What the exercise asks: Return every entry exactly. Leave nothing out.

■ ■ ■ ■ ■ ■ ■

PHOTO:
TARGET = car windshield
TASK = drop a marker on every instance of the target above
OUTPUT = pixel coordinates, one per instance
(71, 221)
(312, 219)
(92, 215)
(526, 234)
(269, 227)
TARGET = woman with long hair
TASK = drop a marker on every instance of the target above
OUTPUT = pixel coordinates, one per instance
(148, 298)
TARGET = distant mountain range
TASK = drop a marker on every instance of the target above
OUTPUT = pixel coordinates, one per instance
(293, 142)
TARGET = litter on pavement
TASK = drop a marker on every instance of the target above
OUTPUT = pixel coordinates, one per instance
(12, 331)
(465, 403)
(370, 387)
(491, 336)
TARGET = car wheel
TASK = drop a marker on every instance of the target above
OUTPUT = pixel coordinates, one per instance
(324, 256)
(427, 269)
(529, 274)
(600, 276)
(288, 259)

■ ■ ■ ■ ■ ■ ■

Final answer:
PHOTO:
TARGET = car windshield
TASK = drop a marker on every instance of the target above
OUTPUT = pixel coordinates, one per instance
(71, 221)
(312, 219)
(92, 215)
(526, 234)
(269, 227)
TARGET = woman with long hair
TASK = drop a marker on every instance of the target above
OUTPUT = pixel coordinates, one per instance
(148, 298)
TARGET = distant mountain range
TASK = drop a marker on every instance of the target above
OUTPUT = pixel coordinates, one per instance
(293, 142)
TARGET = litter on pavement
TASK = drop a marker on every instance of the target above
OUTPUT = pixel coordinates, one per instance
(12, 331)
(465, 403)
(370, 387)
(491, 336)
TARGET = car wheel
TASK = drop a marker on every instance of the target above
OUTPUT = pixel coordinates, one per instance
(324, 256)
(427, 269)
(529, 274)
(600, 276)
(288, 259)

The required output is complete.